Given exercise: Rewrite the records from the start through the line that contains "point(129, 154)", changing "large rear wheel" to "big rear wheel" and leaving everything else unchanged. Leave the pictures out of your answer.

Data lines:
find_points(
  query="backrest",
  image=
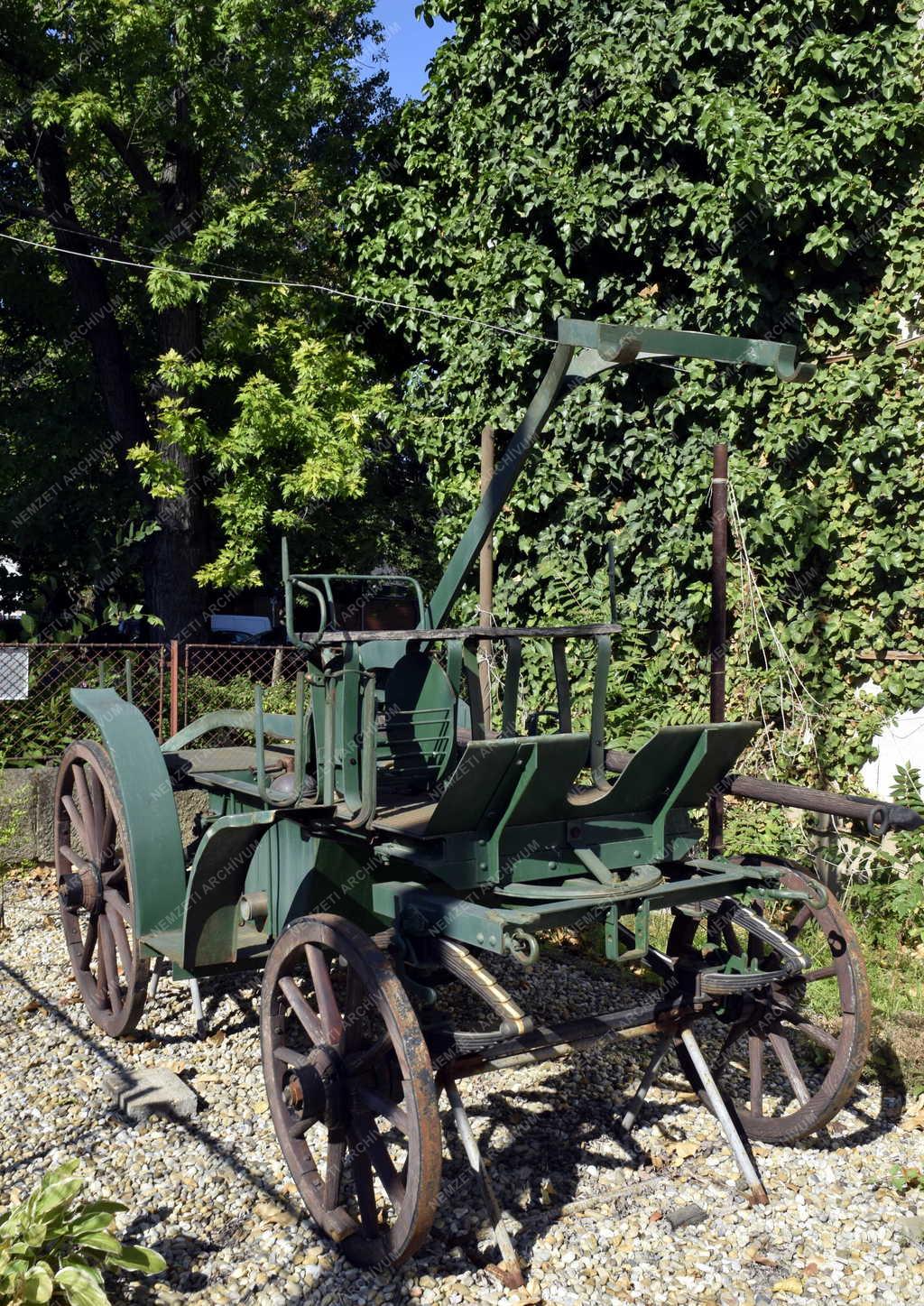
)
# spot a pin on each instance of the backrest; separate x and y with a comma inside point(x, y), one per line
point(415, 738)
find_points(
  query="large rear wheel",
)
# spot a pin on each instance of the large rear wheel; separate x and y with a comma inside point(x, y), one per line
point(351, 1089)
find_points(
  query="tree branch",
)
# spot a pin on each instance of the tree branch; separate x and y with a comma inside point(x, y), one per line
point(129, 154)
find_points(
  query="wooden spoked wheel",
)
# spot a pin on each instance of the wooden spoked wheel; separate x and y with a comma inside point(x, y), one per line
point(94, 885)
point(351, 1089)
point(792, 1053)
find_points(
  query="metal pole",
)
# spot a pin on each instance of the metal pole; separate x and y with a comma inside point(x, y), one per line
point(509, 1270)
point(485, 576)
point(757, 1194)
point(718, 625)
point(174, 687)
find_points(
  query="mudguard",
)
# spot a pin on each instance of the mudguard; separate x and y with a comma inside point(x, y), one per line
point(152, 823)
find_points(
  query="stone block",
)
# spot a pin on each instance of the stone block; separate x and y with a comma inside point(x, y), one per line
point(146, 1092)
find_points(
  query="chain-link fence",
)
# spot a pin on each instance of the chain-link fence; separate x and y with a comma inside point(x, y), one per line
point(37, 718)
point(222, 675)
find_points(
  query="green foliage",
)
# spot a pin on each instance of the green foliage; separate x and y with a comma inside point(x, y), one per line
point(889, 890)
point(207, 694)
point(903, 1177)
point(300, 438)
point(749, 169)
point(199, 137)
point(55, 1249)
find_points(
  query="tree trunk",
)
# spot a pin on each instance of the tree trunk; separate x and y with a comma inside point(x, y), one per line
point(88, 283)
point(180, 548)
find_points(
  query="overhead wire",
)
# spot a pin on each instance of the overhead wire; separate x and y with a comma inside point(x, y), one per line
point(243, 280)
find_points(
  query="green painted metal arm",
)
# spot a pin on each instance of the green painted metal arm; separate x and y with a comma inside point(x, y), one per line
point(587, 349)
point(617, 344)
point(151, 820)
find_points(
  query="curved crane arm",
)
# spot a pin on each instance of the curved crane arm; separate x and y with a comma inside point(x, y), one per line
point(587, 349)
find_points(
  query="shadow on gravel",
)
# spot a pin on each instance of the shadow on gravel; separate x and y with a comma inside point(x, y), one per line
point(535, 1143)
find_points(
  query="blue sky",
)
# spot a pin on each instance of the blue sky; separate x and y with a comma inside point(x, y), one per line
point(409, 44)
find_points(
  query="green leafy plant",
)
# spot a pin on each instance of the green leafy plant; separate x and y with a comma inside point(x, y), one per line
point(903, 1177)
point(55, 1247)
point(889, 890)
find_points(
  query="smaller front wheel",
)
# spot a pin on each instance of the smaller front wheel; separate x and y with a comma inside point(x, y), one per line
point(94, 888)
point(351, 1089)
point(792, 1051)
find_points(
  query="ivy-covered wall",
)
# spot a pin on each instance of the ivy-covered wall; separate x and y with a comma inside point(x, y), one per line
point(743, 167)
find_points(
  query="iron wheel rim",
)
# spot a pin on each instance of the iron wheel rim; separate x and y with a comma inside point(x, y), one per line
point(400, 1079)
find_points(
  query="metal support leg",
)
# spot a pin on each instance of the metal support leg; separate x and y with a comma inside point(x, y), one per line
point(198, 1007)
point(157, 970)
point(648, 1080)
point(509, 1270)
point(757, 1192)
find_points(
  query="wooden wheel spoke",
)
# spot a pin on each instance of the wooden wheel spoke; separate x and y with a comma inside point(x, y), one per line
point(333, 1177)
point(108, 964)
point(89, 942)
point(307, 1017)
point(353, 1005)
point(90, 820)
point(798, 923)
point(363, 1061)
point(365, 1192)
point(756, 1074)
point(818, 1036)
point(114, 899)
point(372, 1143)
point(75, 858)
point(76, 820)
point(332, 1019)
point(103, 814)
point(116, 926)
point(787, 1061)
point(101, 967)
point(116, 874)
point(379, 1105)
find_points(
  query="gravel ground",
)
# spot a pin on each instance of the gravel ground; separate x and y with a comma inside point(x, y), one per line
point(587, 1212)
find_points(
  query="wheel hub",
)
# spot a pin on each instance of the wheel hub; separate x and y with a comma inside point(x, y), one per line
point(81, 890)
point(315, 1090)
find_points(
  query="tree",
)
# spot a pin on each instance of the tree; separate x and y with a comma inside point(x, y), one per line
point(192, 136)
point(751, 169)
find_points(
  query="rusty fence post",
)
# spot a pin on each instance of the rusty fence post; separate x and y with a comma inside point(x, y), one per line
point(485, 578)
point(174, 687)
point(718, 633)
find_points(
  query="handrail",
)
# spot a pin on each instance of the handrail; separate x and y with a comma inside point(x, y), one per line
point(471, 633)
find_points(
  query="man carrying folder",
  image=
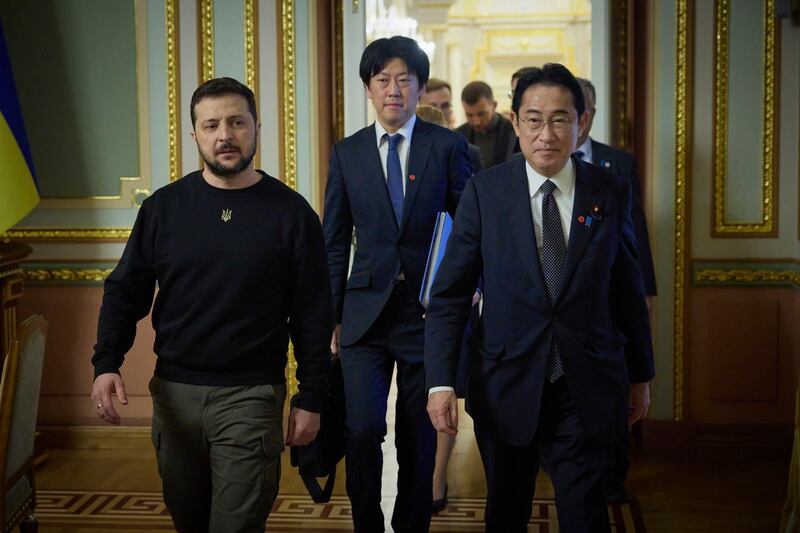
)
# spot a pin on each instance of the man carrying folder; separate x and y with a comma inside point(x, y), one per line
point(388, 181)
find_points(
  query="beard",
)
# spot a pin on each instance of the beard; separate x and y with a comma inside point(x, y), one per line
point(228, 172)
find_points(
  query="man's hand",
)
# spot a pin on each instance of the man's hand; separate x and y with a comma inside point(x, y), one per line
point(104, 386)
point(476, 298)
point(303, 427)
point(639, 402)
point(443, 410)
point(337, 331)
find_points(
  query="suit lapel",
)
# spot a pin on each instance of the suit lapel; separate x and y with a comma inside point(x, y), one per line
point(374, 178)
point(586, 198)
point(518, 201)
point(421, 143)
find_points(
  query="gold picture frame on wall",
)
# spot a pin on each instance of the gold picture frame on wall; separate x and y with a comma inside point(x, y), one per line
point(767, 225)
point(132, 188)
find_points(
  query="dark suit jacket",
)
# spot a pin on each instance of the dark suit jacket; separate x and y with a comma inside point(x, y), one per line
point(475, 157)
point(356, 196)
point(624, 164)
point(505, 141)
point(599, 320)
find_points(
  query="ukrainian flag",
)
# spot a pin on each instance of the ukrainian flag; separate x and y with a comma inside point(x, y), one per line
point(18, 190)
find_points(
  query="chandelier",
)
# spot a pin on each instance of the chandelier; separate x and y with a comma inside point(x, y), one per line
point(387, 22)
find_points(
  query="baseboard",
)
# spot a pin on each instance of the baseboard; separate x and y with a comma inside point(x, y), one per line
point(668, 438)
point(94, 438)
point(743, 441)
point(688, 440)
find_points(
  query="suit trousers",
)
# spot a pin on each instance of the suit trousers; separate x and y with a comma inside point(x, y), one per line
point(218, 451)
point(396, 338)
point(576, 468)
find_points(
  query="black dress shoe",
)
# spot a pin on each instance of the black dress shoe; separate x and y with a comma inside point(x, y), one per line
point(440, 504)
point(617, 494)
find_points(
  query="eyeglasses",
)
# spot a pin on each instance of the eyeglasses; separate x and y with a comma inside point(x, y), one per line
point(558, 124)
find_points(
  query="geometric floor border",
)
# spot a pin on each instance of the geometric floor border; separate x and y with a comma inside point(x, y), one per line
point(146, 510)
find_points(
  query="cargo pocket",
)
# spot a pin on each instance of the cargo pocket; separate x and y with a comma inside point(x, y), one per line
point(157, 438)
point(272, 447)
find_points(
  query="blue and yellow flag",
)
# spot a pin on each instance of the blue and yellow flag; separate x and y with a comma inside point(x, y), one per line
point(18, 190)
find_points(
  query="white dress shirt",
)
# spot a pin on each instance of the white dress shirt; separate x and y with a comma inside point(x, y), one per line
point(586, 148)
point(564, 195)
point(403, 149)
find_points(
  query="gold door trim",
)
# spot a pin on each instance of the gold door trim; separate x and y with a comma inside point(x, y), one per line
point(289, 138)
point(683, 122)
point(66, 274)
point(289, 104)
point(251, 56)
point(45, 234)
point(206, 35)
point(173, 89)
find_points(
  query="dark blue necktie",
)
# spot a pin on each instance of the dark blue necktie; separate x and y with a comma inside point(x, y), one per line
point(554, 251)
point(394, 175)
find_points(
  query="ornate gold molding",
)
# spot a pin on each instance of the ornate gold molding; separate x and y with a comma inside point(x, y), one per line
point(70, 234)
point(740, 276)
point(767, 225)
point(338, 71)
point(683, 9)
point(173, 89)
point(547, 41)
point(10, 272)
point(619, 22)
point(251, 55)
point(66, 274)
point(127, 184)
point(289, 108)
point(289, 139)
point(206, 11)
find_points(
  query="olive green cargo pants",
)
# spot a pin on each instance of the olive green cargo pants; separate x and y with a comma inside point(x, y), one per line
point(218, 451)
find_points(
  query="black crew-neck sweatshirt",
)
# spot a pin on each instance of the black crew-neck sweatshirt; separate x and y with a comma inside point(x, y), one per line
point(238, 272)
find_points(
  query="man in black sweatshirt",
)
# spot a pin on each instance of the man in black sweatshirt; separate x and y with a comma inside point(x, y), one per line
point(240, 262)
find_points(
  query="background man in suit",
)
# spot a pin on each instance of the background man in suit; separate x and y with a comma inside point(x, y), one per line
point(389, 181)
point(492, 133)
point(624, 165)
point(438, 94)
point(564, 328)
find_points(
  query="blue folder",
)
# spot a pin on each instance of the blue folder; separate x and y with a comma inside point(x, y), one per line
point(441, 232)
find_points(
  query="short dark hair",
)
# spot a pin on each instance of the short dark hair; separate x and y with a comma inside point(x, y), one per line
point(589, 87)
point(474, 91)
point(521, 72)
point(435, 84)
point(553, 74)
point(219, 87)
point(428, 113)
point(380, 52)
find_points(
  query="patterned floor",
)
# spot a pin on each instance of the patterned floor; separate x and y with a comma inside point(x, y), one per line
point(292, 513)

Answer to this problem:
find_points(
  query="backrest",
  image=
)
# spot a pin on each instance of the backrest; separate x and y with a comma inside point(x, y), one per line
point(415, 738)
find_points(
  query="big rear wheel",
)
# spot a pin on each instance of the big rear wheel; separate x and y with a comma inside point(x, y), one per line
point(351, 1089)
find_points(
  query="tree branch",
)
# spot a pin on each instance of the tree branch; separate x and y with a comma inside point(x, y), one per line
point(129, 154)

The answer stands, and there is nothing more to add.